= Istruzioni del compito =
Ricopia senza alcuna modifica tutto il passo del testo sull'Africa e la guerra in Ucraina, partendo da "E sarà questo" e scendendo fino a "la vendita all’Africa.".

──────── Testo estratto

È oramai noto, come ricorda bene il Financial Times, che molti governi africani «hanno chiuso un occhio sulla campagna di Vladimir Putin per ridisegnare la mappa dell’Europa con il sangue».

Se ventotto Paesi hanno votato all’Onu una risoluzione di condanna dell’invasione ucraina, «17 su 54 si sono astenuti e otto erano troppo impegnati per votare».

L’astensione di molti africani – tra cui l’Angola, la Repubblica Centrafricana, il Mali, il Mozambico, il Sudafrica, il Sudan e lo Zimbabwe – è «anche segno della strisciante influenza russa che si mescola a una mal riposta nostalgia per l’Unione Sovietica», dice il Financial Times.

Ma a fronte della “grande amicizia” che per diverse ragioni lega l’Africa alla Russia di Putin, i disagi e le conseguenze nefaste del protrarsi della guerra in Ucraina sul continente nero, sono una realtà evidente.

E sarà questo il tema dei prossimi anni per l’Africa.

Anzitutto, come scrive Foreign Policy concentrandosi sull’aspetto degli armamenti (su questo punto i pacifisti tirano un sospiro di sollievo!), la Russia finora è stata il più grande rifornitore di armi di ogni calibro e natura ai Paesi africani in guerra o guerriglia, a partire da Algeria, Egitto, Sudan e Angola.

Non sarà più possibile nel breve termine continuare ad esserlo, poiché tutta la produzione russa serve a Mosca per la guerra in corso.

Qui l’articolo che ne parla, dal titolo: “l’Ucraina ha messo a terra il business delle armi della Russia”.

Secondo il Sipri, Stockholm International Peace Reaserch Institute, Mosca fornisce (o meglio dire forniva) a questi Paesi circa la metà dell’export mondiale di armi; ma con il protrarsi del conflitto Putin sarà costretto a limitarne di molto la vendita all’Africa.

«La Russia ha una lunga storia di rifornimenti di elicotteri, come gli Mi-17 e gli Mi-35 ai clienti africani adoperati per le operazioni di contro-insurrezione», scrive Foreign Policy.

I governi africani sono allarmati per un possibile “abbandono” del campo dell’export. Da chi ottenere tutti questi rifornimenti a buon mercato?

Ma a parte gli armamenti c’è naturalmente una grandissima preoccupazione per le conseguenze deleterie che la guerra ucraina sta avendo sull’Africa dal punto di vista dei rifornimenti alimentari, dei fertilizzanti e di tutti i macchinari agricoli che arrivano dall’Europa dell’Est e dalla Russia.

Lo ricorda il Jordan Times in un pezzo dal titolo:What Ukraine war means for Africa”.

I legami del continente nero con l’ex blocco sovietico sono molto più stretti di quanto avessimo sempre immaginato noi europei e si sono ulteriormente rafforzati in questi anni di allontanamento politico dell’Europa dall’Africa. Il pezzo di The Africa Report lo spiega bene.

Eppure adesso, come scrive il Guardian, il conflitto russo-ucraino sta generando un riavvicinamento dell’Africa al Vecchio Continente. Quale?

────────────────
──────── Dati mostrati

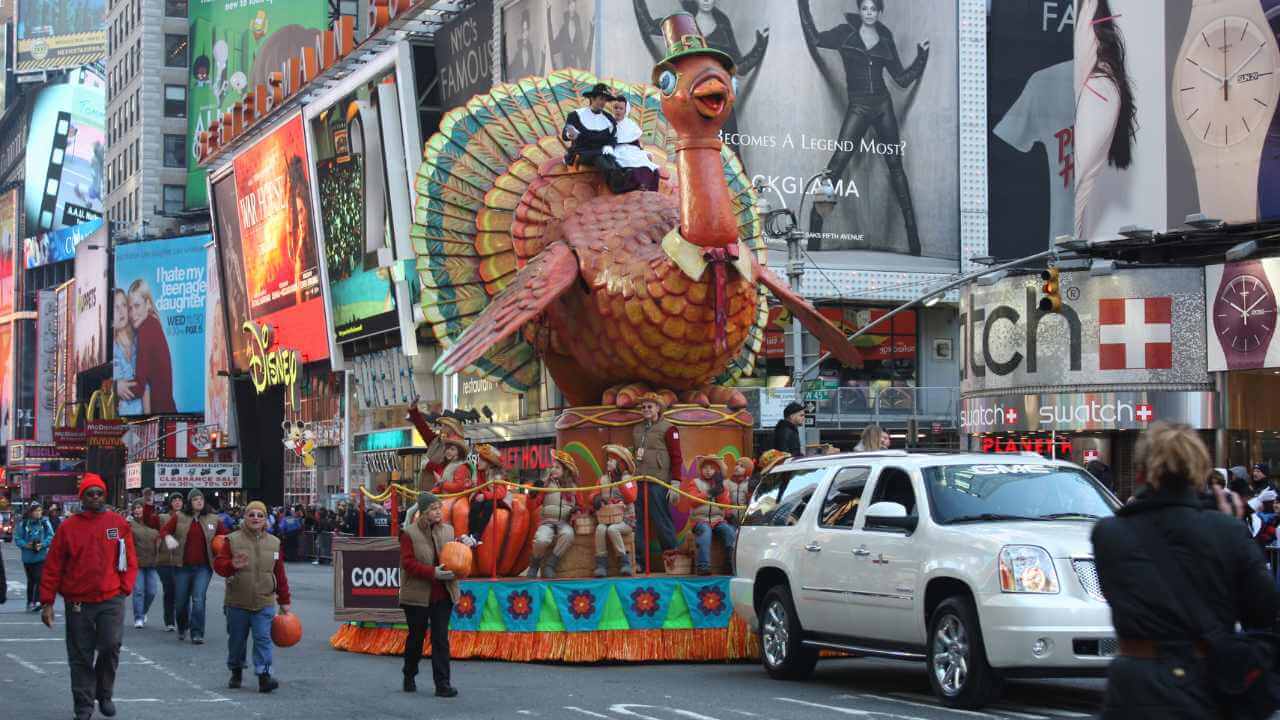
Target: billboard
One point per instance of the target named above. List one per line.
(65, 150)
(464, 53)
(888, 136)
(1175, 113)
(92, 261)
(216, 383)
(355, 213)
(59, 33)
(234, 46)
(158, 329)
(278, 241)
(1031, 113)
(9, 251)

────────────────

= Risultato atteso =
E sarà questo il tema dei prossimi anni per l’Africa.

Anzitutto, come scrive Foreign Policy concentrandosi sull’aspetto degli armamenti (su questo punto i pacifisti tirano un sospiro di sollievo!), la Russia finora è stata il più grande rifornitore di armi di ogni calibro e natura ai Paesi africani in guerra o guerriglia, a partire da Algeria, Egitto, Sudan e Angola.

Non sarà più possibile nel breve termine continuare ad esserlo, poiché tutta la produzione russa serve a Mosca per la guerra in corso.

Qui l’articolo che ne parla, dal titolo: “l’Ucraina ha messo a terra il business delle armi della Russia”.

Secondo il Sipri, Stockholm International Peace Reaserch Institute, Mosca fornisce (o meglio dire forniva) a questi Paesi circa la metà dell’export mondiale di armi; ma con il protrarsi del conflitto Putin sarà costretto a limitarne di molto la vendita all’Africa.